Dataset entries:

[Start of Attachment]

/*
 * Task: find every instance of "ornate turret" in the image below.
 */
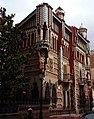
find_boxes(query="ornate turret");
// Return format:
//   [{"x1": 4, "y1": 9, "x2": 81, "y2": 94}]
[
  {"x1": 36, "y1": 3, "x2": 53, "y2": 49},
  {"x1": 79, "y1": 23, "x2": 87, "y2": 39},
  {"x1": 55, "y1": 6, "x2": 65, "y2": 21}
]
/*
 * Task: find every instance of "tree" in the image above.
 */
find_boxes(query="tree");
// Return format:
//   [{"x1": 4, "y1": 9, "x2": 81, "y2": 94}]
[{"x1": 0, "y1": 7, "x2": 29, "y2": 101}]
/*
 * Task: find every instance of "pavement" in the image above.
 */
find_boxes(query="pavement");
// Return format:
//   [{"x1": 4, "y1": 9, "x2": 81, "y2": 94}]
[{"x1": 44, "y1": 114, "x2": 86, "y2": 119}]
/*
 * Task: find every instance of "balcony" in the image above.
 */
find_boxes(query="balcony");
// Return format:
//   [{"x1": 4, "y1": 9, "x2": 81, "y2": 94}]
[
  {"x1": 85, "y1": 65, "x2": 90, "y2": 70},
  {"x1": 63, "y1": 74, "x2": 73, "y2": 83},
  {"x1": 78, "y1": 80, "x2": 85, "y2": 86},
  {"x1": 78, "y1": 78, "x2": 91, "y2": 87},
  {"x1": 58, "y1": 73, "x2": 73, "y2": 89}
]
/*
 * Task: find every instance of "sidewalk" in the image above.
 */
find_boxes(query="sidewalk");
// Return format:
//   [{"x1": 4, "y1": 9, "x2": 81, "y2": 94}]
[{"x1": 45, "y1": 114, "x2": 86, "y2": 119}]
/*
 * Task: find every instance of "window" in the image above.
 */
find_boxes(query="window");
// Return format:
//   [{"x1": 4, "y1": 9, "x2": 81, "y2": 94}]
[
  {"x1": 63, "y1": 45, "x2": 68, "y2": 57},
  {"x1": 63, "y1": 65, "x2": 70, "y2": 79},
  {"x1": 55, "y1": 37, "x2": 57, "y2": 51},
  {"x1": 82, "y1": 55, "x2": 84, "y2": 64},
  {"x1": 63, "y1": 91, "x2": 66, "y2": 109},
  {"x1": 65, "y1": 32, "x2": 69, "y2": 41},
  {"x1": 52, "y1": 35, "x2": 54, "y2": 50},
  {"x1": 77, "y1": 51, "x2": 79, "y2": 59},
  {"x1": 52, "y1": 84, "x2": 57, "y2": 105},
  {"x1": 45, "y1": 83, "x2": 50, "y2": 102},
  {"x1": 67, "y1": 91, "x2": 70, "y2": 108},
  {"x1": 53, "y1": 19, "x2": 59, "y2": 33},
  {"x1": 31, "y1": 33, "x2": 34, "y2": 45},
  {"x1": 27, "y1": 34, "x2": 30, "y2": 46},
  {"x1": 24, "y1": 39, "x2": 26, "y2": 48}
]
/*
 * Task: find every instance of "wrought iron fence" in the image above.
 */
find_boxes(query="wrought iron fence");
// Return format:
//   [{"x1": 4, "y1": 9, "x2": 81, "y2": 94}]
[{"x1": 0, "y1": 99, "x2": 50, "y2": 114}]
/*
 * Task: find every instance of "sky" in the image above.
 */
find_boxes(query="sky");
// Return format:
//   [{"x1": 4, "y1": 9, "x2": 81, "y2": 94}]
[{"x1": 0, "y1": 0, "x2": 94, "y2": 50}]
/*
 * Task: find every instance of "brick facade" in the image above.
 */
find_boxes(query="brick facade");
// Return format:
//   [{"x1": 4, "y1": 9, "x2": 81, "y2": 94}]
[{"x1": 17, "y1": 3, "x2": 91, "y2": 115}]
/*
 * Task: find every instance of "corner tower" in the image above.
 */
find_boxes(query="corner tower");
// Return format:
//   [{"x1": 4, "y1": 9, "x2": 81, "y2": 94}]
[
  {"x1": 36, "y1": 3, "x2": 53, "y2": 44},
  {"x1": 55, "y1": 6, "x2": 65, "y2": 21},
  {"x1": 79, "y1": 23, "x2": 87, "y2": 39}
]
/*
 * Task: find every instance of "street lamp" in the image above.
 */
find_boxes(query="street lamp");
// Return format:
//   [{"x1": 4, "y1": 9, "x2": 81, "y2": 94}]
[{"x1": 39, "y1": 47, "x2": 48, "y2": 119}]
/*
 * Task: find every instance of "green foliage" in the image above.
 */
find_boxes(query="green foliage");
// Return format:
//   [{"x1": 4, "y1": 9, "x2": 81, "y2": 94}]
[{"x1": 0, "y1": 7, "x2": 29, "y2": 99}]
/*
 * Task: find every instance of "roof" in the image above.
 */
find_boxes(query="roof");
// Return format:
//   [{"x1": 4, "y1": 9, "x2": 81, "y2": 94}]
[
  {"x1": 55, "y1": 6, "x2": 65, "y2": 14},
  {"x1": 18, "y1": 9, "x2": 36, "y2": 28},
  {"x1": 17, "y1": 3, "x2": 53, "y2": 28},
  {"x1": 36, "y1": 2, "x2": 53, "y2": 9}
]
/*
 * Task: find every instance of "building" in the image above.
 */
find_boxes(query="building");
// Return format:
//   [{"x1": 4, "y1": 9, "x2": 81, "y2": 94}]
[
  {"x1": 90, "y1": 50, "x2": 94, "y2": 107},
  {"x1": 90, "y1": 50, "x2": 94, "y2": 81},
  {"x1": 17, "y1": 3, "x2": 91, "y2": 115}
]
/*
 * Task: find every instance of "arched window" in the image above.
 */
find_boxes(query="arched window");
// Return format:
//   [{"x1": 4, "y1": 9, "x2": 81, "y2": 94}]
[
  {"x1": 52, "y1": 35, "x2": 54, "y2": 50},
  {"x1": 27, "y1": 34, "x2": 30, "y2": 47},
  {"x1": 31, "y1": 82, "x2": 39, "y2": 103},
  {"x1": 77, "y1": 51, "x2": 79, "y2": 59},
  {"x1": 67, "y1": 91, "x2": 70, "y2": 108},
  {"x1": 63, "y1": 91, "x2": 66, "y2": 109},
  {"x1": 31, "y1": 33, "x2": 34, "y2": 45},
  {"x1": 52, "y1": 84, "x2": 57, "y2": 105},
  {"x1": 24, "y1": 39, "x2": 26, "y2": 48},
  {"x1": 45, "y1": 83, "x2": 50, "y2": 103}
]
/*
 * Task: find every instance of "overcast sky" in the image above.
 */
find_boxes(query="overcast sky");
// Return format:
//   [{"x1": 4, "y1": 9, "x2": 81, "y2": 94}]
[{"x1": 0, "y1": 0, "x2": 94, "y2": 50}]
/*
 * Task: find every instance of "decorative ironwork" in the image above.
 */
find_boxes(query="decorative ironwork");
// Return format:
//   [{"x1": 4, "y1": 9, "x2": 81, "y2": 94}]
[{"x1": 85, "y1": 65, "x2": 90, "y2": 71}]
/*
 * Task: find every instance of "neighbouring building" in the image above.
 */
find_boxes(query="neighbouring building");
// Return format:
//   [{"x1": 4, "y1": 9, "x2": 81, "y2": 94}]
[
  {"x1": 17, "y1": 3, "x2": 91, "y2": 116},
  {"x1": 90, "y1": 50, "x2": 94, "y2": 80},
  {"x1": 90, "y1": 50, "x2": 94, "y2": 104}
]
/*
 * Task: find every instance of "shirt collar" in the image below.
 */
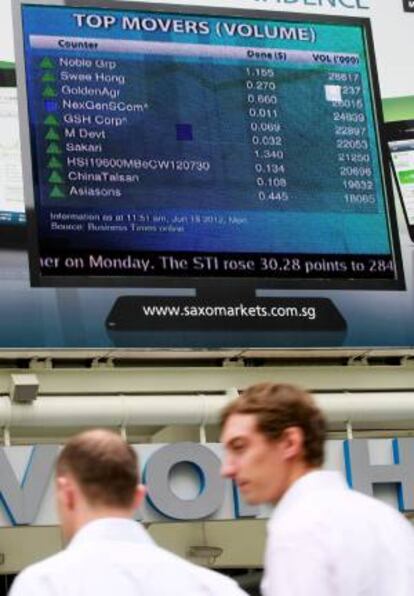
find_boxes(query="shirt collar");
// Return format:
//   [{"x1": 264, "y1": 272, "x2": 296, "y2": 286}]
[
  {"x1": 272, "y1": 470, "x2": 348, "y2": 519},
  {"x1": 68, "y1": 517, "x2": 154, "y2": 550}
]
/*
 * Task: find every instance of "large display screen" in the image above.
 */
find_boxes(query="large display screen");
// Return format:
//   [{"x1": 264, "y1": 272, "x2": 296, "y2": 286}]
[
  {"x1": 15, "y1": 1, "x2": 403, "y2": 289},
  {"x1": 391, "y1": 140, "x2": 414, "y2": 224},
  {"x1": 0, "y1": 67, "x2": 26, "y2": 229},
  {"x1": 387, "y1": 121, "x2": 414, "y2": 243}
]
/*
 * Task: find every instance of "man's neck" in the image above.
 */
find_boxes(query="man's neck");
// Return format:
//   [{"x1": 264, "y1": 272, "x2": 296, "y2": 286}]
[
  {"x1": 69, "y1": 507, "x2": 133, "y2": 543},
  {"x1": 274, "y1": 462, "x2": 319, "y2": 505}
]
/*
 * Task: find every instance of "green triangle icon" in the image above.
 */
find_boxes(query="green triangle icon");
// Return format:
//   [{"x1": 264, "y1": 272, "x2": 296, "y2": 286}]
[
  {"x1": 42, "y1": 72, "x2": 56, "y2": 83},
  {"x1": 42, "y1": 86, "x2": 57, "y2": 98},
  {"x1": 40, "y1": 57, "x2": 55, "y2": 69},
  {"x1": 44, "y1": 115, "x2": 60, "y2": 126},
  {"x1": 50, "y1": 186, "x2": 65, "y2": 199},
  {"x1": 49, "y1": 171, "x2": 64, "y2": 184},
  {"x1": 46, "y1": 143, "x2": 62, "y2": 155},
  {"x1": 45, "y1": 128, "x2": 60, "y2": 141},
  {"x1": 47, "y1": 157, "x2": 63, "y2": 169}
]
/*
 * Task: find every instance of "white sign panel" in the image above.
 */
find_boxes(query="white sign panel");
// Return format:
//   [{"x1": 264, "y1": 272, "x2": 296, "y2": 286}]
[{"x1": 0, "y1": 439, "x2": 412, "y2": 527}]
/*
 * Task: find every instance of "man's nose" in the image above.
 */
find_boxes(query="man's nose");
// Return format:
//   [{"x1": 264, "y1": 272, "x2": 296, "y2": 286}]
[{"x1": 221, "y1": 457, "x2": 235, "y2": 478}]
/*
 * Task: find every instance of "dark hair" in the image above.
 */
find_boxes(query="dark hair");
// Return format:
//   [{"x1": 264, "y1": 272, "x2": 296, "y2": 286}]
[
  {"x1": 56, "y1": 429, "x2": 139, "y2": 508},
  {"x1": 221, "y1": 383, "x2": 326, "y2": 466}
]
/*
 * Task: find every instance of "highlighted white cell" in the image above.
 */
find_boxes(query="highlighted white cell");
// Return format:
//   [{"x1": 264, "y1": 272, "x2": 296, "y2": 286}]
[{"x1": 325, "y1": 84, "x2": 342, "y2": 102}]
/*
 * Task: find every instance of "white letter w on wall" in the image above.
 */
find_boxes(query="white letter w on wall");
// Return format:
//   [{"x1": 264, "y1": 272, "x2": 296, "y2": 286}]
[{"x1": 0, "y1": 446, "x2": 58, "y2": 525}]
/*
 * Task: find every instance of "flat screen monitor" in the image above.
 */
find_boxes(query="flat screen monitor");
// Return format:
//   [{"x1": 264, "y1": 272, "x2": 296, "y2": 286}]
[
  {"x1": 13, "y1": 1, "x2": 403, "y2": 289},
  {"x1": 386, "y1": 120, "x2": 414, "y2": 244},
  {"x1": 0, "y1": 64, "x2": 26, "y2": 247}
]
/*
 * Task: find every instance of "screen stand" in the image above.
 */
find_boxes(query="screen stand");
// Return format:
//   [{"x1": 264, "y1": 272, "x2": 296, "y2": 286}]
[{"x1": 105, "y1": 283, "x2": 347, "y2": 347}]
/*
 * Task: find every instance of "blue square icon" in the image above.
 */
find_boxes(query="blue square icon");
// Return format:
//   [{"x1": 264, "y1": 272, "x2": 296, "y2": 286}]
[
  {"x1": 44, "y1": 100, "x2": 58, "y2": 112},
  {"x1": 176, "y1": 123, "x2": 193, "y2": 141}
]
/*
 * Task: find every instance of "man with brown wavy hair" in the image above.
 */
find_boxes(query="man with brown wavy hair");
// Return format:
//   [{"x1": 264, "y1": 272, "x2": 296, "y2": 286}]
[
  {"x1": 10, "y1": 429, "x2": 247, "y2": 596},
  {"x1": 220, "y1": 383, "x2": 414, "y2": 596}
]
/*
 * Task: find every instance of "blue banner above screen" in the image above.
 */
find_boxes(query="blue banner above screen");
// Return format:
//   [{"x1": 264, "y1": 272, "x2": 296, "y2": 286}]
[{"x1": 19, "y1": 3, "x2": 403, "y2": 289}]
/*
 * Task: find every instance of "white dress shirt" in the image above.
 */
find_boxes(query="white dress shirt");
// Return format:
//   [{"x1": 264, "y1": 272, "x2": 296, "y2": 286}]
[
  {"x1": 10, "y1": 517, "x2": 247, "y2": 596},
  {"x1": 262, "y1": 470, "x2": 414, "y2": 596}
]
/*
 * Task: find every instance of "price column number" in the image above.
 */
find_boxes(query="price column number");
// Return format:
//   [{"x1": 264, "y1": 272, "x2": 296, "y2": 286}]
[{"x1": 245, "y1": 67, "x2": 289, "y2": 203}]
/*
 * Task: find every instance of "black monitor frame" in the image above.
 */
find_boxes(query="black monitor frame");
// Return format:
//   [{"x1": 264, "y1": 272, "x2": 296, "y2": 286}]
[{"x1": 13, "y1": 0, "x2": 404, "y2": 290}]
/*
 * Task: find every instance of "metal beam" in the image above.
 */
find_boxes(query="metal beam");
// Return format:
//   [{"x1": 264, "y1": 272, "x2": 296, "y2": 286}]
[{"x1": 0, "y1": 364, "x2": 412, "y2": 394}]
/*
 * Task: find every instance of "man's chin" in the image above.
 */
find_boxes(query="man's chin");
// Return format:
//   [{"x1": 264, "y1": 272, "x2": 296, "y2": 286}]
[{"x1": 239, "y1": 490, "x2": 260, "y2": 506}]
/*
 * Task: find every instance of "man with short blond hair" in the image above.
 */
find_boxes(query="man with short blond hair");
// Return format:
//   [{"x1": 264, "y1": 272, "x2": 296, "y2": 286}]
[
  {"x1": 11, "y1": 429, "x2": 247, "y2": 596},
  {"x1": 221, "y1": 382, "x2": 414, "y2": 596}
]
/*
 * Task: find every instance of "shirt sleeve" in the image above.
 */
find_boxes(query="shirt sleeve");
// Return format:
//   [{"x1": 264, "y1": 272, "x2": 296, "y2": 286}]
[{"x1": 262, "y1": 535, "x2": 334, "y2": 596}]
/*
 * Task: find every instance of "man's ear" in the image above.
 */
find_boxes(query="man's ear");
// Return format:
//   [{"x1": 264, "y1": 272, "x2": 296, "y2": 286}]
[
  {"x1": 133, "y1": 484, "x2": 147, "y2": 509},
  {"x1": 281, "y1": 427, "x2": 305, "y2": 461},
  {"x1": 56, "y1": 475, "x2": 76, "y2": 511}
]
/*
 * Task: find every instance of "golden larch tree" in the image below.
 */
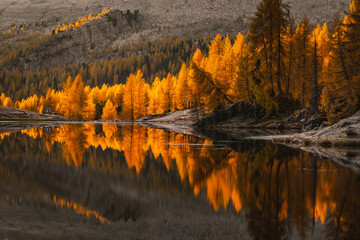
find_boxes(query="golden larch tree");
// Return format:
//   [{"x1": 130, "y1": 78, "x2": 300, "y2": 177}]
[{"x1": 102, "y1": 99, "x2": 117, "y2": 120}]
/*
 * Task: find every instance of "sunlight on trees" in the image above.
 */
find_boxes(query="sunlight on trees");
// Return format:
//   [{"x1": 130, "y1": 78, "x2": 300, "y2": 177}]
[
  {"x1": 101, "y1": 99, "x2": 117, "y2": 120},
  {"x1": 1, "y1": 0, "x2": 360, "y2": 121}
]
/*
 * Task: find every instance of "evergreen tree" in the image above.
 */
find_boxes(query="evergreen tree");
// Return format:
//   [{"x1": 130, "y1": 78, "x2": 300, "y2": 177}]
[{"x1": 248, "y1": 0, "x2": 290, "y2": 112}]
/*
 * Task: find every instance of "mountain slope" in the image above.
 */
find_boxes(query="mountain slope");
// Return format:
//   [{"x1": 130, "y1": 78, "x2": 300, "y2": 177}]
[{"x1": 0, "y1": 0, "x2": 352, "y2": 43}]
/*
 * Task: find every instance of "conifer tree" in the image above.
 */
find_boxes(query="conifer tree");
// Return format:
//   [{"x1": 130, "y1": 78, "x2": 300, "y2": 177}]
[
  {"x1": 122, "y1": 70, "x2": 149, "y2": 120},
  {"x1": 60, "y1": 75, "x2": 73, "y2": 117},
  {"x1": 232, "y1": 32, "x2": 253, "y2": 102},
  {"x1": 248, "y1": 0, "x2": 289, "y2": 95},
  {"x1": 309, "y1": 38, "x2": 319, "y2": 114},
  {"x1": 293, "y1": 17, "x2": 312, "y2": 108},
  {"x1": 68, "y1": 74, "x2": 88, "y2": 120},
  {"x1": 160, "y1": 73, "x2": 175, "y2": 113},
  {"x1": 43, "y1": 88, "x2": 58, "y2": 111},
  {"x1": 175, "y1": 63, "x2": 189, "y2": 109},
  {"x1": 122, "y1": 73, "x2": 136, "y2": 120},
  {"x1": 148, "y1": 77, "x2": 161, "y2": 115},
  {"x1": 101, "y1": 99, "x2": 117, "y2": 120},
  {"x1": 322, "y1": 14, "x2": 358, "y2": 119}
]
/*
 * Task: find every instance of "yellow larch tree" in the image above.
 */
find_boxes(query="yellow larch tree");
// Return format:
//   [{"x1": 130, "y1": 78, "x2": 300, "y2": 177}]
[
  {"x1": 67, "y1": 74, "x2": 89, "y2": 120},
  {"x1": 122, "y1": 70, "x2": 149, "y2": 120},
  {"x1": 133, "y1": 69, "x2": 149, "y2": 120},
  {"x1": 59, "y1": 75, "x2": 73, "y2": 117},
  {"x1": 0, "y1": 93, "x2": 14, "y2": 107},
  {"x1": 175, "y1": 63, "x2": 189, "y2": 109},
  {"x1": 221, "y1": 35, "x2": 238, "y2": 101},
  {"x1": 83, "y1": 86, "x2": 96, "y2": 120},
  {"x1": 231, "y1": 32, "x2": 253, "y2": 102},
  {"x1": 188, "y1": 48, "x2": 205, "y2": 115},
  {"x1": 205, "y1": 34, "x2": 228, "y2": 96},
  {"x1": 222, "y1": 35, "x2": 235, "y2": 96},
  {"x1": 148, "y1": 77, "x2": 162, "y2": 115},
  {"x1": 101, "y1": 99, "x2": 117, "y2": 120},
  {"x1": 160, "y1": 73, "x2": 175, "y2": 113},
  {"x1": 122, "y1": 73, "x2": 136, "y2": 120},
  {"x1": 43, "y1": 88, "x2": 59, "y2": 112}
]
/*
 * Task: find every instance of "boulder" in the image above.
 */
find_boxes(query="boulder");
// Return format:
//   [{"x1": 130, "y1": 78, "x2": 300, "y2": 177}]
[
  {"x1": 195, "y1": 101, "x2": 259, "y2": 128},
  {"x1": 303, "y1": 116, "x2": 327, "y2": 131}
]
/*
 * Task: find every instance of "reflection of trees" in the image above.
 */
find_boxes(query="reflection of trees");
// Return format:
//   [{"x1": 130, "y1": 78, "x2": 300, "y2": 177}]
[
  {"x1": 60, "y1": 124, "x2": 88, "y2": 167},
  {"x1": 1, "y1": 125, "x2": 360, "y2": 238},
  {"x1": 121, "y1": 125, "x2": 147, "y2": 173}
]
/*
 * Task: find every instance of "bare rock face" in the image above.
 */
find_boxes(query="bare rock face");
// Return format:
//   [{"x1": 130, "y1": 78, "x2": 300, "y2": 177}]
[{"x1": 19, "y1": 9, "x2": 133, "y2": 72}]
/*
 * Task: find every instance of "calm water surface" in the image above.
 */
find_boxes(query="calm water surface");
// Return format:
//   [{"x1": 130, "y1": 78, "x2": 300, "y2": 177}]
[{"x1": 0, "y1": 123, "x2": 359, "y2": 239}]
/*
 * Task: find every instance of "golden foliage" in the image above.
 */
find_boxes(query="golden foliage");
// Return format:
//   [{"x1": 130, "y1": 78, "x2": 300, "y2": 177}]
[
  {"x1": 52, "y1": 8, "x2": 111, "y2": 35},
  {"x1": 101, "y1": 99, "x2": 117, "y2": 120}
]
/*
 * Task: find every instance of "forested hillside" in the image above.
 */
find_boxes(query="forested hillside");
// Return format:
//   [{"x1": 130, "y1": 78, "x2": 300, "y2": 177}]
[{"x1": 1, "y1": 0, "x2": 359, "y2": 122}]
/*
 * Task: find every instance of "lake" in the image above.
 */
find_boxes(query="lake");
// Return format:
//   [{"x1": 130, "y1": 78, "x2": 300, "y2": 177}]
[{"x1": 0, "y1": 123, "x2": 359, "y2": 239}]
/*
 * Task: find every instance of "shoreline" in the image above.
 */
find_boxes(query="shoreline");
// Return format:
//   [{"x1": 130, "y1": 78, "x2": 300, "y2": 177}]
[{"x1": 2, "y1": 106, "x2": 360, "y2": 173}]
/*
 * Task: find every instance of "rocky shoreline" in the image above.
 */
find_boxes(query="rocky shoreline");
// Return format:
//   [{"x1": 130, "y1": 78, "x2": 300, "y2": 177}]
[
  {"x1": 250, "y1": 110, "x2": 360, "y2": 147},
  {"x1": 0, "y1": 106, "x2": 69, "y2": 121},
  {"x1": 2, "y1": 104, "x2": 360, "y2": 172}
]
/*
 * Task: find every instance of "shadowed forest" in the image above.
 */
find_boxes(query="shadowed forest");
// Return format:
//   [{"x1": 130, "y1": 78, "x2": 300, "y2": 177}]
[{"x1": 1, "y1": 0, "x2": 360, "y2": 121}]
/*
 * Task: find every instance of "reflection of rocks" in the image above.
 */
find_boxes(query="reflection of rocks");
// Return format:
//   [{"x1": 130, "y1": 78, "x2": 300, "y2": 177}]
[
  {"x1": 0, "y1": 122, "x2": 63, "y2": 134},
  {"x1": 250, "y1": 111, "x2": 360, "y2": 173},
  {"x1": 42, "y1": 126, "x2": 53, "y2": 133}
]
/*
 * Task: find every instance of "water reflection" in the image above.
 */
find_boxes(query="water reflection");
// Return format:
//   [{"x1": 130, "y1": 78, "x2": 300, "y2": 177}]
[{"x1": 0, "y1": 123, "x2": 359, "y2": 239}]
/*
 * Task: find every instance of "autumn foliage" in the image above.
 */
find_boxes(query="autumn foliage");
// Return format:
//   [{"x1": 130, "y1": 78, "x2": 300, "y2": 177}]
[
  {"x1": 1, "y1": 0, "x2": 360, "y2": 121},
  {"x1": 52, "y1": 8, "x2": 111, "y2": 35},
  {"x1": 101, "y1": 99, "x2": 117, "y2": 120}
]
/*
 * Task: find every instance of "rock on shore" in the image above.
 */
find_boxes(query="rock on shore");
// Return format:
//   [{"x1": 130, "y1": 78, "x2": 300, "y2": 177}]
[{"x1": 0, "y1": 106, "x2": 68, "y2": 121}]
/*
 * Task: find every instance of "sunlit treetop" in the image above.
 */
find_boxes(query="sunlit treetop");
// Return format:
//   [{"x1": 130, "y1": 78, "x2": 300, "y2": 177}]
[{"x1": 52, "y1": 8, "x2": 112, "y2": 35}]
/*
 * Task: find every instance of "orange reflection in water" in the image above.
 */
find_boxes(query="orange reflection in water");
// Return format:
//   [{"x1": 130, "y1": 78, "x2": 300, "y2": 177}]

[End of Attachment]

Exercise directions: State how many lines of the records above contain the word "fence", giving only that number.

Worked solution: 2